# [Material provided]

(begin)

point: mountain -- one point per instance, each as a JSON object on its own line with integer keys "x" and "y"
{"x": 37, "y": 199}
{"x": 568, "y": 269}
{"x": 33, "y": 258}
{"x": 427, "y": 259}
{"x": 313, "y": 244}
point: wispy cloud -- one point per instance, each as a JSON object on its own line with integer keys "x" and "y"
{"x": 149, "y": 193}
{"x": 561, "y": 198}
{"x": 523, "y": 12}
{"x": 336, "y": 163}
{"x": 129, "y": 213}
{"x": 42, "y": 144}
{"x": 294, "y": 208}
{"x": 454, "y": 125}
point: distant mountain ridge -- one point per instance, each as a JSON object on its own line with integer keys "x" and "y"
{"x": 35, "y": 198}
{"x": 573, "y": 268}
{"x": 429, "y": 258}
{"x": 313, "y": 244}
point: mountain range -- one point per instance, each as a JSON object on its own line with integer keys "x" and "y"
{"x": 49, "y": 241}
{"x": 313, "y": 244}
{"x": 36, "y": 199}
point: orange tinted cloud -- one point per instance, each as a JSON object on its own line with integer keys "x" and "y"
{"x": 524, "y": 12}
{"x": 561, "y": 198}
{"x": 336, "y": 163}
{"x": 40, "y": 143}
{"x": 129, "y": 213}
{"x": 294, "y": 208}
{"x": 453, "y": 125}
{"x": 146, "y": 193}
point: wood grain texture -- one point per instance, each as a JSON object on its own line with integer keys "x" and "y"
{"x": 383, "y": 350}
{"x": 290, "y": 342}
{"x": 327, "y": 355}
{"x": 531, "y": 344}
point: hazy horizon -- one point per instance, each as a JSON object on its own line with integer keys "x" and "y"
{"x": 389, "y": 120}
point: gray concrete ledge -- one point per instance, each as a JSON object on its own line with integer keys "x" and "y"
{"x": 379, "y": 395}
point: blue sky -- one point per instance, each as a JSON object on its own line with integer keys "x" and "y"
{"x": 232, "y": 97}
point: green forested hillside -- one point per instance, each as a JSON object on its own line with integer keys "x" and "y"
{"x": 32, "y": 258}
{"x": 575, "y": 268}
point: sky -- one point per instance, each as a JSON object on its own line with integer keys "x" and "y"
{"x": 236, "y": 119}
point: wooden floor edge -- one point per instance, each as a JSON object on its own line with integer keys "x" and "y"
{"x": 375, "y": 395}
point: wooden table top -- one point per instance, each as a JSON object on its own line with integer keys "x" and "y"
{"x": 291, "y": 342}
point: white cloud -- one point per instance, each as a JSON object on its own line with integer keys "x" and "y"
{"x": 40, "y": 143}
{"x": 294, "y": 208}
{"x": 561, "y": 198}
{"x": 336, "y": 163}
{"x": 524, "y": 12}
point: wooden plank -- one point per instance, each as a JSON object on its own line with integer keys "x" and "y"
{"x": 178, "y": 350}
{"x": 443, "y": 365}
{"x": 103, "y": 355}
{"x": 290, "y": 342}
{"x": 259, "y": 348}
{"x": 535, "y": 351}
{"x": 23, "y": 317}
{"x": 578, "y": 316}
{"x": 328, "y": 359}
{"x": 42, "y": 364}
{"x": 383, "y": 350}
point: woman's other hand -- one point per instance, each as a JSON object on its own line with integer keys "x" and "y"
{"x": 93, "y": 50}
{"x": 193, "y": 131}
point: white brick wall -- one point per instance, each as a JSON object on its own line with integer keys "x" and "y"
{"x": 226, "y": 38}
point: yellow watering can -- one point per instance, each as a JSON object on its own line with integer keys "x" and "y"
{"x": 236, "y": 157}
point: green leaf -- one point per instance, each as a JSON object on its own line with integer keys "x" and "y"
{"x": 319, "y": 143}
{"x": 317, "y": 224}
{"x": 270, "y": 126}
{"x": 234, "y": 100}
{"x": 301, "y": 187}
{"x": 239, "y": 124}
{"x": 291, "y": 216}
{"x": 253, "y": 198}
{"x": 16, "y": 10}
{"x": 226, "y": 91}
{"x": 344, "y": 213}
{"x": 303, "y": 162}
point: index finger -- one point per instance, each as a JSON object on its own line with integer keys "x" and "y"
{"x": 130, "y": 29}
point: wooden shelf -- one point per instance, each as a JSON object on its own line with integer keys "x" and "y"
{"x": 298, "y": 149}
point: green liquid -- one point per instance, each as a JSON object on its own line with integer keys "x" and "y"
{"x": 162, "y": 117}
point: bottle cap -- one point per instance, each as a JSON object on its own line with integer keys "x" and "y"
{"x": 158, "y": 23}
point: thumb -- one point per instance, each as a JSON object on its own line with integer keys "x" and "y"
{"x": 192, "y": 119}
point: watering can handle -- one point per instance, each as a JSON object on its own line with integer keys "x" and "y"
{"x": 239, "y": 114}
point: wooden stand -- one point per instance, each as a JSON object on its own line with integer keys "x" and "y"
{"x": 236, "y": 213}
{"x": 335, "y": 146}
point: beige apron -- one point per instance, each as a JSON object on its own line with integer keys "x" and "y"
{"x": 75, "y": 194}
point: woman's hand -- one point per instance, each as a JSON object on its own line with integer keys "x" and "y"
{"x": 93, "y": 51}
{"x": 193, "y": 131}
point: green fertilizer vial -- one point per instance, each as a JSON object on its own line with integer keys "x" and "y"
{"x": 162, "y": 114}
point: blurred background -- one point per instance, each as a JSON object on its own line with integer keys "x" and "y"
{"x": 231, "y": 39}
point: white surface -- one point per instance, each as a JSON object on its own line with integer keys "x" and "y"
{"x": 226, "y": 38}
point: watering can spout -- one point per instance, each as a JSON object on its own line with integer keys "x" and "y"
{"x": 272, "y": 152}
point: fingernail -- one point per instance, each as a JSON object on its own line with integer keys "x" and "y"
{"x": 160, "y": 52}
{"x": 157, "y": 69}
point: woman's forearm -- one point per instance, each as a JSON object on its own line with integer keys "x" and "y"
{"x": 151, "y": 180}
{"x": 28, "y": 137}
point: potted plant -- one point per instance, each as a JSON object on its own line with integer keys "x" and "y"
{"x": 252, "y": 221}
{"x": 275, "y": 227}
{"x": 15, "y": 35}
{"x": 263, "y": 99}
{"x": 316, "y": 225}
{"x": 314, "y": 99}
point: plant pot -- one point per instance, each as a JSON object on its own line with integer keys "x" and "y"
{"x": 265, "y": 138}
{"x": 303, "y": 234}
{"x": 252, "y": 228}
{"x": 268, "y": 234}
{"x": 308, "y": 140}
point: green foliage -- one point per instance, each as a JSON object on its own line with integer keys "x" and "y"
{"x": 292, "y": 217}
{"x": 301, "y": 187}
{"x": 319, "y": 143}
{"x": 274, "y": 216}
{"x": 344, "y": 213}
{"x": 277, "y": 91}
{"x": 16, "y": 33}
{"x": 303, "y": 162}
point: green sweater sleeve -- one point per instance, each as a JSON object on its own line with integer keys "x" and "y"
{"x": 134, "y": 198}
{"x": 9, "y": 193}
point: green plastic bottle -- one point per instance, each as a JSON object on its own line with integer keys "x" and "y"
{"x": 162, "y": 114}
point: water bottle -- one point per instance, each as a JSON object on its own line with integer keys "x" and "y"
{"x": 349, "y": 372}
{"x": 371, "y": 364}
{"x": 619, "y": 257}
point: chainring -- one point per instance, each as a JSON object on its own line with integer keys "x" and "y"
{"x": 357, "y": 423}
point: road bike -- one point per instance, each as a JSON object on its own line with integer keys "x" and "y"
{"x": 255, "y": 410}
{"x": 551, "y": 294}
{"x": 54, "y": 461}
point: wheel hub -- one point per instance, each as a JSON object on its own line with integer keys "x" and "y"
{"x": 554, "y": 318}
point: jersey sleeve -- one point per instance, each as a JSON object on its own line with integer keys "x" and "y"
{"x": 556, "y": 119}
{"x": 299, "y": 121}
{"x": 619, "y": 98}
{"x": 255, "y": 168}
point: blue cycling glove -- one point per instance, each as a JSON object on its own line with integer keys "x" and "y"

(end)

# [Work required]
Starting with the line containing "point: water bottle" and going on through the end of the records, write every line out again, requests included. Scale each coordinate in the answers by 1.65 and round it to a whole number, with halves rounded up.

# [Result of the exercise]
point: water bottle -- one point per instance, each as a JSON object on its own line with integer keys "x" and "y"
{"x": 576, "y": 614}
{"x": 612, "y": 601}
{"x": 1021, "y": 424}
point: chainring -- one point per instance, each as a JSON object on its own line with integer keys "x" and "y"
{"x": 589, "y": 698}
point: road bike -- one point per instance, each as a JSON object on its own line with integer keys "x" and "y"
{"x": 421, "y": 677}
{"x": 909, "y": 485}
{"x": 89, "y": 761}
point: wheel hub -- one point per instance, each as a JSON object on its own line with integer keys "x" and "y"
{"x": 914, "y": 525}
point: jersey sleeve -- one point per instance, each as a JSON object on its own line with integer keys "x" and "y"
{"x": 917, "y": 196}
{"x": 493, "y": 200}
{"x": 1021, "y": 162}
{"x": 421, "y": 277}
point: blue cycling glove -- one point per instance, each as a JSON object on its own line with integer keys "x" and "y"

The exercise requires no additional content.